DATASET ROWS:
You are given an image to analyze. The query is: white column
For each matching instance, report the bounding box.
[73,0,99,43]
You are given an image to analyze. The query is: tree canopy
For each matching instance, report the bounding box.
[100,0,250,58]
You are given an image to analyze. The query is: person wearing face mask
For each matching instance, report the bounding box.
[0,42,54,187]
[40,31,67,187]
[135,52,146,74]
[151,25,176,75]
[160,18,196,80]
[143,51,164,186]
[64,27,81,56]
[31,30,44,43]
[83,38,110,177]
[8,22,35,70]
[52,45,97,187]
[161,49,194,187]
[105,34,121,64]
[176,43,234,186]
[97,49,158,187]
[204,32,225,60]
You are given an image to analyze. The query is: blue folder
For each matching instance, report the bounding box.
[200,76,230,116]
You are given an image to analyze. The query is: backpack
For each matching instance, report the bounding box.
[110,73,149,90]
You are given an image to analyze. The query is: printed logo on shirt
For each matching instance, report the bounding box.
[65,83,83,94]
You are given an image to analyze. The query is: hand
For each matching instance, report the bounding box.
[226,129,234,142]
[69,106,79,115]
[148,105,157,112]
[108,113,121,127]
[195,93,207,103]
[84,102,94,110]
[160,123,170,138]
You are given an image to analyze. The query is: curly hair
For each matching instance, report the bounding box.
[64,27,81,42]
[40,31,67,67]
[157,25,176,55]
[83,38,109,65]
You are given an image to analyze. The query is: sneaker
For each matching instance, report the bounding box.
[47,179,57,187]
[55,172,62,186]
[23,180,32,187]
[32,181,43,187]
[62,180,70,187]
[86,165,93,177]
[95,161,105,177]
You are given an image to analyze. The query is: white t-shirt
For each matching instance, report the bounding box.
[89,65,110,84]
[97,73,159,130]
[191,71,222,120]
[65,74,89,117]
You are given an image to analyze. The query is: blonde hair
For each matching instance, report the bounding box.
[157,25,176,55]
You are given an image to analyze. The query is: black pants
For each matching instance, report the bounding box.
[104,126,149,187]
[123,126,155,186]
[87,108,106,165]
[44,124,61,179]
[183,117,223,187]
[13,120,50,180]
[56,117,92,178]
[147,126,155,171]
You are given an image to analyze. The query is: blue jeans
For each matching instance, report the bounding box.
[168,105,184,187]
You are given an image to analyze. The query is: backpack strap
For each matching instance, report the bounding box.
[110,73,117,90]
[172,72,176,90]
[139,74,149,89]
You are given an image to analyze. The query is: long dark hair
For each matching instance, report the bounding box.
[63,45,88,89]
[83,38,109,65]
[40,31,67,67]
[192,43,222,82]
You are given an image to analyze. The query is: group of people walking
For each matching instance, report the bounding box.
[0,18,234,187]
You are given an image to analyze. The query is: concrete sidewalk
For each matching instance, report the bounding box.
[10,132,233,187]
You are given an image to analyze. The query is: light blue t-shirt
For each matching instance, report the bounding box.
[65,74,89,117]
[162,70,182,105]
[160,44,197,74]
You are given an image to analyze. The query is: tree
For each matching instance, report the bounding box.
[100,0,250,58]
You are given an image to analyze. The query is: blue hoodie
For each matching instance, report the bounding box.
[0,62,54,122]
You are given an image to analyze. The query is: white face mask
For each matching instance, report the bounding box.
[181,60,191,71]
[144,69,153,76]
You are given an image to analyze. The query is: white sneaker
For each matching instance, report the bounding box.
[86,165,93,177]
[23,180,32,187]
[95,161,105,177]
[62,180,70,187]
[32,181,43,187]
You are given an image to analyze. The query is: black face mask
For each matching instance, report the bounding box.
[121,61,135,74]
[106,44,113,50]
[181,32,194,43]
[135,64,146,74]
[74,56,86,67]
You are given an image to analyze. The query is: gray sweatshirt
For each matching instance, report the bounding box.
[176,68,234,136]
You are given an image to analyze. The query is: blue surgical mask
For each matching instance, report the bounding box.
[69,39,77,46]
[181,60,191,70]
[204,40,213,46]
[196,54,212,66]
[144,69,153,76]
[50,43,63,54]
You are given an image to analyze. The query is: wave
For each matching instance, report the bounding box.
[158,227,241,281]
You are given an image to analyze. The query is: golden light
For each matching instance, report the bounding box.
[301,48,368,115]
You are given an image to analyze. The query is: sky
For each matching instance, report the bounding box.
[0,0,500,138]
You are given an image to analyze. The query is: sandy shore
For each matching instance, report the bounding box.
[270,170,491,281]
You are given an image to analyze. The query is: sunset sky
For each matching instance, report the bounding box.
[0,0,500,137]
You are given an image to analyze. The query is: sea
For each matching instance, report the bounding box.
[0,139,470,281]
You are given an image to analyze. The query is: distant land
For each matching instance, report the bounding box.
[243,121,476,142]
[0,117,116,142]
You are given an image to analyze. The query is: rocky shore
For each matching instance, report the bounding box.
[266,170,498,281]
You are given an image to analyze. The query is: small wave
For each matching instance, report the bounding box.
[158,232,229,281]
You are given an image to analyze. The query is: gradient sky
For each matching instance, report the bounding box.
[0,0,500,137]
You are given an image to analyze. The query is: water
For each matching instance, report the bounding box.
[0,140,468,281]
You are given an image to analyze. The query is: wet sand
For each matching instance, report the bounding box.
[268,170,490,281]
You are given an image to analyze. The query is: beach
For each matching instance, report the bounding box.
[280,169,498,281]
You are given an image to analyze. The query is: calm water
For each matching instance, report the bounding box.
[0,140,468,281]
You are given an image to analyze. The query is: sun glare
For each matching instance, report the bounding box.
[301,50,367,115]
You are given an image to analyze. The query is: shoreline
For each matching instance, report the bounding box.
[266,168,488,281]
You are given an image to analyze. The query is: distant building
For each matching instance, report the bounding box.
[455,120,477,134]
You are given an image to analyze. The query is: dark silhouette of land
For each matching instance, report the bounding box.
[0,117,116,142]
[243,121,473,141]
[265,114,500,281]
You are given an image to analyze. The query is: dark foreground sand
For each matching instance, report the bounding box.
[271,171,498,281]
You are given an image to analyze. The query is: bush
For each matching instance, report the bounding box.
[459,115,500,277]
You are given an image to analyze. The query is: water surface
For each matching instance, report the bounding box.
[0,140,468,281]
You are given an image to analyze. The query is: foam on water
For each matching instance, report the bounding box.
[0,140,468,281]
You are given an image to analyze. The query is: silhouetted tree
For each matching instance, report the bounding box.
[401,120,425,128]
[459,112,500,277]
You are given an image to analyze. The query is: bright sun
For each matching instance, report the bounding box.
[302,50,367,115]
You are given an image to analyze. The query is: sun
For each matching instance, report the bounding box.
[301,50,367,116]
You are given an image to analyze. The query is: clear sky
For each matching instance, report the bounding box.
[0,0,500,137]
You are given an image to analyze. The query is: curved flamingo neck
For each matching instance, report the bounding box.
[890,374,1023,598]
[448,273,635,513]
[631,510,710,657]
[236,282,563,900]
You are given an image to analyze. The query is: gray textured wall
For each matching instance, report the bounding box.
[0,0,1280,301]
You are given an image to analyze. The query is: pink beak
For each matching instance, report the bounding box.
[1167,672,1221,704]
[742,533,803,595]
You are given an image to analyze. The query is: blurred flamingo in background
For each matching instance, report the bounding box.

GIVEN INSTRUCTION: Give every line of the items above as a Markdown table with the columns n and Line, numbering the rows and leaving out any blank lines.

SOLUTION TO THIS PROBLEM:
| n | Line |
|---|---|
| 1 | You are given an image to analyze. The query is: white column |
| 2 | For each matching instance, report the bounding box. |
| 3 | [73,0,99,43] |
| 4 | You are given an image to analyze. The query is: tree canopy |
| 5 | For each matching instance, report the bounding box. |
| 6 | [100,0,250,58] |
| 7 | You are given an image to analyze. The query is: person wearing face mask |
| 8 | For each matching instance, report the bounding box. |
| 9 | [0,42,54,187] |
| 10 | [40,31,67,187] |
| 11 | [135,52,146,74] |
| 12 | [151,25,176,75] |
| 13 | [160,18,196,80] |
| 14 | [143,51,164,186] |
| 15 | [64,27,81,56] |
| 16 | [31,30,44,43] |
| 17 | [83,38,110,177] |
| 18 | [8,22,35,70] |
| 19 | [52,45,97,187] |
| 20 | [161,49,194,187] |
| 21 | [105,34,121,64] |
| 22 | [176,43,234,186] |
| 23 | [97,49,158,187] |
| 24 | [204,32,225,60] |
| 25 | You are given an image to analyze. The query is: blue folder |
| 26 | For each matching instance, report the bounding box. |
| 27 | [200,76,230,116] |
| 28 | You are given an image to analyze. The query is: backpack |
| 29 | For each matching instance, report the bounding box. |
| 30 | [110,73,149,90] |
| 31 | You are given an image to analyze. The query is: printed logo on shirt |
| 32 | For each matching instance, report the bounding box. |
| 33 | [65,83,83,94] |
| 34 | You are given an image to analyze. The query is: hand |
| 35 | For each matching instance, report the bounding box. |
| 36 | [226,129,234,142] |
| 37 | [69,106,79,115] |
| 38 | [148,105,157,112] |
| 39 | [108,113,121,127] |
| 40 | [195,93,207,103] |
| 41 | [84,102,94,110] |
| 42 | [160,123,170,138] |
| 43 | You are given an image to analyze. The query is: curly hair |
| 44 | For each matching instance, report the bounding box. |
| 45 | [64,27,81,42] |
| 46 | [40,31,67,67] |
| 47 | [157,25,176,55] |
| 48 | [83,38,109,65] |
| 49 | You are given an image to analyze. The query is: sneaker |
| 50 | For each matching instance, report the bounding box. |
| 51 | [47,179,57,187] |
| 52 | [55,172,62,186] |
| 53 | [23,180,32,187] |
| 54 | [32,181,43,187] |
| 55 | [62,180,70,187] |
| 56 | [86,165,93,177] |
| 57 | [95,161,105,177] |
| 58 | You are given an image to analyze. The query is: white t-shirt |
| 59 | For each matching instance, report the bounding box. |
| 60 | [89,65,110,84] |
| 61 | [97,73,159,130] |
| 62 | [191,71,222,120] |
| 63 | [65,74,89,117] |
| 64 | You are given an image to analyze. The query is: blonde hair |
| 65 | For each matching instance, report the bounding box. |
| 66 | [157,25,176,55] |
| 67 | You are given an image to analyze. The query is: black pants |
| 68 | For each matching instance, report the bounding box. |
| 69 | [104,126,149,187] |
| 70 | [123,126,155,186] |
| 71 | [87,108,106,165] |
| 72 | [44,124,61,179] |
| 73 | [183,117,223,187] |
| 74 | [13,120,50,180] |
| 75 | [56,117,92,178] |
| 76 | [147,126,155,171] |
| 77 | You are given an image to analyze. The query is: blue jeans |
| 78 | For each matching instance, report the bounding box. |
| 79 | [168,105,184,187] |
| 80 | You are given an image to analyze. The query is: backpack strap |
| 81 | For each matching instance, report the bounding box. |
| 82 | [110,73,117,90] |
| 83 | [172,72,176,90] |
| 84 | [139,74,149,89] |
| 85 | You are given an image to analyze. The query is: long dark hair |
| 86 | For each matching instance, report the bounding box. |
| 87 | [63,45,88,89] |
| 88 | [83,38,109,65] |
| 89 | [40,31,67,67] |
| 90 | [192,43,222,82] |
| 91 | You are given an image to analyze. The query is: group of people walking |
| 92 | For each matching instance, report the bounding box. |
| 93 | [0,18,234,187] |
| 94 | You are given an image to analyze. The query is: concrete sidewalk |
| 95 | For each matching instance, report the bounding box. |
| 96 | [10,132,233,187] |
| 97 | You are given an image to analyze. The query is: light blue t-shirt |
| 98 | For each matching instance, report the bounding box. |
| 99 | [65,74,89,117] |
| 100 | [162,70,182,105] |
| 101 | [160,44,197,74] |
| 102 | You are given an image to analyze. The query is: tree |
| 103 | For each matching instance, report the bounding box. |
| 104 | [100,0,250,58] |
| 105 | You are given an image to analyze. The query is: blue hoodie |
| 106 | For each matching instance, report the bounding box. |
| 107 | [0,62,54,122] |
| 108 | You are given an image to analyze. The query is: white face mask |
| 109 | For each matching instance, report the bounding box. |
| 110 | [181,60,191,71] |
| 111 | [144,69,153,76] |
| 112 | You are given an image to analyze. The query is: white sneaker |
| 113 | For each matching instance, report the bounding box. |
| 114 | [86,165,93,177] |
| 115 | [23,180,32,187] |
| 116 | [95,161,105,177] |
| 117 | [62,180,70,187] |
| 118 | [32,181,43,187] |
| 119 | You are given an image to analyze. The query is: black face mask |
| 120 | For each matching instance, report the bounding box. |
| 121 | [121,61,135,74] |
| 122 | [106,44,113,50] |
| 123 | [181,32,194,43] |
| 124 | [135,64,146,74] |
| 125 | [74,56,86,67] |
| 126 | You are given an image to analyze. The query is: gray sweatshirt |
| 127 | For each matching instance, report the bounding box. |
| 128 | [176,68,234,136] |
| 129 | You are given an image to analyze. The query is: blue surgical mask |
| 130 | For each matching instance, report the bounding box. |
| 131 | [69,39,77,46] |
| 132 | [181,60,191,70] |
| 133 | [204,40,213,46] |
| 134 | [196,54,212,66] |
| 135 | [144,69,153,76] |
| 136 | [50,43,63,54] |
| 137 | You are given an image to analyze. The query is: wave |
| 138 | For each matching instance, report the bounding box. |
| 139 | [158,227,241,281] |
| 140 | You are given an image to analyze. The query is: golden light |
| 141 | For each matching instance, report the bounding box. |
| 142 | [301,48,368,115] |
| 143 | You are given an image to analyze. The query is: sky |
| 144 | For each matching instance, report the bounding box. |
| 145 | [0,0,500,138] |
| 146 | You are given an image to analyze. The query is: sandy shore |
| 147 | For each matching instance, report the bounding box. |
| 148 | [270,170,491,281] |
| 149 | You are given an image to analyze. The query is: sunset sky |
| 150 | For each matching instance, report the bounding box. |
| 151 | [0,0,500,137] |
| 152 | You are given an image to analyze. The query is: sea |
| 153 | For each matching instance, report the bounding box. |
| 154 | [0,139,470,281] |
| 155 | You are given an image to analyze. The query is: distant land |
| 156 | For each matching instance, report the bounding box. |
| 157 | [243,121,476,142] |
| 158 | [0,117,116,142] |
| 159 | You are given an image to analyze. The query is: rocky shore |
| 160 | For each matching instance, report the bounding box. |
| 161 | [266,170,498,281] |
| 162 | You are given an image to analyze. The query is: small wave |
| 163 | For each matching instance, report the bounding box. |
| 164 | [158,232,229,281] |
| 165 | You are given an image to analyze. The query is: gradient sky |
| 166 | For each matching instance, report the bounding box. |
| 167 | [0,0,500,137] |
| 168 | You are given an image to analyze. The query is: water |
| 169 | For each matching instance, report the bounding box. |
| 170 | [0,140,468,281] |
| 171 | You are given an image to analyze. The query is: wet sand |
| 172 | For each matching instance, report the bounding box. |
| 173 | [268,170,490,281] |
| 174 | You are given an image to analyze. The query is: beach |
| 175 | For each matching instance, report the bounding box. |
| 176 | [280,169,498,281] |
| 177 | You are given an image to analyze. The query is: calm water |
| 178 | For each matching instance, report the bounding box. |
| 179 | [0,140,468,281] |
| 180 | You are given an image to analyze. The query is: sun glare |
| 181 | For each matching instance, report the bounding box. |
| 182 | [301,50,367,115] |
| 183 | You are given an image to analyze. The query is: shoreline |
| 184 | For each matching instance, report the bounding box. |
| 185 | [266,168,488,281] |
| 186 | You are given an image to analyze. The query is: distant building |
| 187 | For each matching instance, report the bounding box. |
| 188 | [455,120,477,134] |
| 189 | You are given an image to analyze. The query is: dark silhouette of land |
| 190 | For each matching instance, report the bounding box. |
| 191 | [0,117,116,142] |
| 192 | [243,121,473,141] |
| 193 | [265,114,500,281] |
| 194 | You are given an image to analyze. The query is: dark foreground sand |
| 195 | For each matching instance, report the bounding box. |
| 196 | [271,171,498,281] |
| 197 | You are given an image to analyze. The query is: bush |
| 198 | For each matching instance, report the bounding box. |
| 199 | [459,115,500,277] |
| 200 | You are given an image to analyze. The query is: water surface |
| 201 | For each matching instance, report the bounding box. |
| 202 | [0,140,468,281] |
| 203 | You are given an image to analyze. The query is: foam on water |
| 204 | For each matching instance, report the bounding box. |
| 205 | [0,140,468,281] |
| 206 | You are given an image to analyze. The query is: silhouetted tree |
| 207 | For each matching instance, report the bounding box. |
| 208 | [401,120,425,128] |
| 209 | [459,112,500,277] |
| 210 | You are given an image to analyze. The query is: bright sun |
| 211 | For each matching instance, report the bounding box. |
| 212 | [302,50,367,115] |
| 213 | You are given an image to analyze. The query is: sun |
| 214 | For each matching instance, report the bounding box. |
| 215 | [301,50,367,116] |
| 216 | You are given an image to analyze. The query is: clear sky |
| 217 | For each matching instance, report the bounding box. |
| 218 | [0,0,500,137] |
| 219 | You are given an image to analyze. The query is: curved flamingo neck |
| 220 | For each matching instance, report the bounding box. |
| 221 | [890,374,1023,598] |
| 222 | [448,273,635,513] |
| 223 | [631,510,710,657] |
| 224 | [236,282,563,900] |
| 225 | You are given an image to analyze. The query is: gray textured wall |
| 226 | For each matching instance, report the bounding box. |
| 227 | [0,0,1280,301] |
| 228 | You are given an image to analyze. The query is: pink beak |
| 229 | For each matching instance, report the bounding box. |
| 230 | [1167,672,1221,704] |
| 231 | [742,533,803,595] |
| 232 | You are given an image to analyze. The query is: blurred flamingo in background |
| 233 | For each matching instance, report the bounding box. |